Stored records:
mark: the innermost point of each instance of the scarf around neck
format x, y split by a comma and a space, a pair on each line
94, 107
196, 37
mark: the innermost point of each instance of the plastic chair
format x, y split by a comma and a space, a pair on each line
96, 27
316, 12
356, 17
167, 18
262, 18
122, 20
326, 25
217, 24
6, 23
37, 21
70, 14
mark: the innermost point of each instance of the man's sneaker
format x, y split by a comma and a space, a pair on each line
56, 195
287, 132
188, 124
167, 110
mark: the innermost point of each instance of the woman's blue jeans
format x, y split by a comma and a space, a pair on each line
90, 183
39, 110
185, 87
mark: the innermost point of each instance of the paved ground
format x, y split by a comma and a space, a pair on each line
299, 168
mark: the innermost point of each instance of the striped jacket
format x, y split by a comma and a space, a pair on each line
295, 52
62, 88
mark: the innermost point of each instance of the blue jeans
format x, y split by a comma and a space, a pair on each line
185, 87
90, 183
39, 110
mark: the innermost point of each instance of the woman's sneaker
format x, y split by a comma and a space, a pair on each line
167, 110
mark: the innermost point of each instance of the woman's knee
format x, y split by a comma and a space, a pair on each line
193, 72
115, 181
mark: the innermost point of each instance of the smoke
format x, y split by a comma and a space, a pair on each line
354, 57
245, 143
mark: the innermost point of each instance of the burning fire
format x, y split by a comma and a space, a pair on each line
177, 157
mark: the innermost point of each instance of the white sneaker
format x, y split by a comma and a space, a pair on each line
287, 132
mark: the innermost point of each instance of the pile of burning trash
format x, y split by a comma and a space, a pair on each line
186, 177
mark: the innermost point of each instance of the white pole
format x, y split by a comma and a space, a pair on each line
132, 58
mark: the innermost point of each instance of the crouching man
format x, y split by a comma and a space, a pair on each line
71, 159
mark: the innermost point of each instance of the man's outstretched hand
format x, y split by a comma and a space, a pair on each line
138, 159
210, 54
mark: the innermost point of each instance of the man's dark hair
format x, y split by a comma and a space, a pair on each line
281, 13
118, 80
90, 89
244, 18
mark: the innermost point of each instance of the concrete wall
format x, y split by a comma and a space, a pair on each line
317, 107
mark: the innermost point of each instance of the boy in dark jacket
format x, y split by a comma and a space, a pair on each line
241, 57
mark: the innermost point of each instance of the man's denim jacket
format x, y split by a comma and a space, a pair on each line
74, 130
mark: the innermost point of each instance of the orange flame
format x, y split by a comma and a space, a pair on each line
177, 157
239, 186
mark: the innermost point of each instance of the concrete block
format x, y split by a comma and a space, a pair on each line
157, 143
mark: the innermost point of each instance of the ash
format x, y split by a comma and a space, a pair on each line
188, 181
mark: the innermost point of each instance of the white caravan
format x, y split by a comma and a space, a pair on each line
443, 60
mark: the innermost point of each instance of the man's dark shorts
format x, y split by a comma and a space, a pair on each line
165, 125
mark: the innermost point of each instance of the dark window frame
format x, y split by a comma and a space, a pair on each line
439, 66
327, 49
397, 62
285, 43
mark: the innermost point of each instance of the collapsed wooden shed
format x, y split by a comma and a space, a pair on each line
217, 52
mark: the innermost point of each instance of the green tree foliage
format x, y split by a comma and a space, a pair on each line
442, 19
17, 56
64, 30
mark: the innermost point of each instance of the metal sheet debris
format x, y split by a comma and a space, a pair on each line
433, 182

WRITTEN PROBLEM | Transcribe all of the material exactly. Omit nothing.

REPLY TO THE TASK |
mark: the innermost point of each instance of the scarf around neck
format x, y split by a comma and a space, a pair on each line
94, 107
196, 37
mark: the innermost point of each instance of the plastic chair
format x, y split by a comma and a space, a pair on each line
96, 27
316, 12
356, 17
167, 18
262, 18
122, 20
326, 25
217, 24
6, 23
37, 21
70, 14
mark: the innermost point of each instance of the man's sneaker
format x, y split by a comma and a space, a pair on each line
56, 195
287, 132
188, 124
167, 110
mark: the innermost point of each instance of the woman's blue jeans
format x, y split by a comma and a space, a pair on each line
90, 183
39, 110
185, 87
mark: the innermost point of each instance of the paved ground
format x, y split by a comma and a space, a pair on each line
299, 168
mark: the innermost point of each instance of the striped jacket
format x, y split by a comma and a space, a pair on each line
295, 52
62, 88
mark: the innermost point of each instance of the blue jeans
format x, y split by a comma and a space, a pair on each line
185, 87
90, 183
39, 110
mark: the innermost point of each instance of the woman's sneaker
format x, y split by a comma and a space, a pair on each line
167, 110
mark: the innermost point of each instance of the woman's knee
format x, y split by a comma and a space, a pair on each line
193, 72
115, 181
mark: the innermost point of each instance of the smoke
format x, y split by a comma and a space, a pair on each line
354, 57
245, 143
mark: the innermost point of each instance of the burning fire
format x, y split by a comma and a space, a pair on each line
177, 157
mark: the innermost point of each instance of the white sneaker
format x, y split by a comma and a space, a pair on each line
287, 132
mark: the innermost point of each instance of the pile of burning trash
format x, y split by a comma and a space, a pair on each line
186, 177
mark: the innermost point of each instance of the white pole
format x, y split by a comma and a space, a pair on each line
132, 58
mark: the innermost point of each instance of the crouching man
format x, y split by a comma and a space, a pair on each line
71, 159
mark: the innermost point of each instance of the man's outstretched hand
format x, y split by a comma and a space, a pair on each line
138, 159
210, 54
mark: the innermost point of each instance of the man's dark hair
format x, y split by a comma and a space, a pair on each line
281, 13
118, 80
90, 89
244, 18
mark: the innermost point of each instance of the concrete wall
format x, y split by a comma and a space, a pair on each line
317, 107
mark: the innermost point of each instance of the boy in dark jacket
format x, y split by a comma and a space, a pair on each line
241, 57
mark: the innermost point of each instance of the man's denim jacket
format x, y split by a comma and a space, a pair on each line
74, 130
mark: the innermost point of each instance of the orange flame
format x, y split by a comma and a space, a pair on each line
177, 157
239, 186
mark: the innermost point of each instance of the concrete block
format x, y split by a comma and a space, a pair on each line
157, 143
mark: the innermost point of each instance of the ash
format x, y split by a comma and a space, a pair on each line
188, 181
mark: the innermost point of each instance of the white caravan
format x, y split by a comma and a space, a pair on each line
443, 60
mark: the innermost point of each instance of the man's dark shorts
format x, y split by a comma and a space, a pair on each line
165, 125
mark: the innermost point of each instance of the dark window frame
format x, y split by a comma and a space, a pair on each line
439, 66
327, 49
397, 62
285, 43
mark: the innermost point of each instance of the collapsed wooden shed
format x, y split by a comma and a space, a pair on each line
217, 52
mark: the innermost point of each instance of the green tree foliage
format x, y split by a comma and a space, a pair on each line
442, 19
17, 56
64, 30
mark: the innermost point of each instance of the metal sheet debris
format x, y split by a comma and a space, a pair on each line
433, 182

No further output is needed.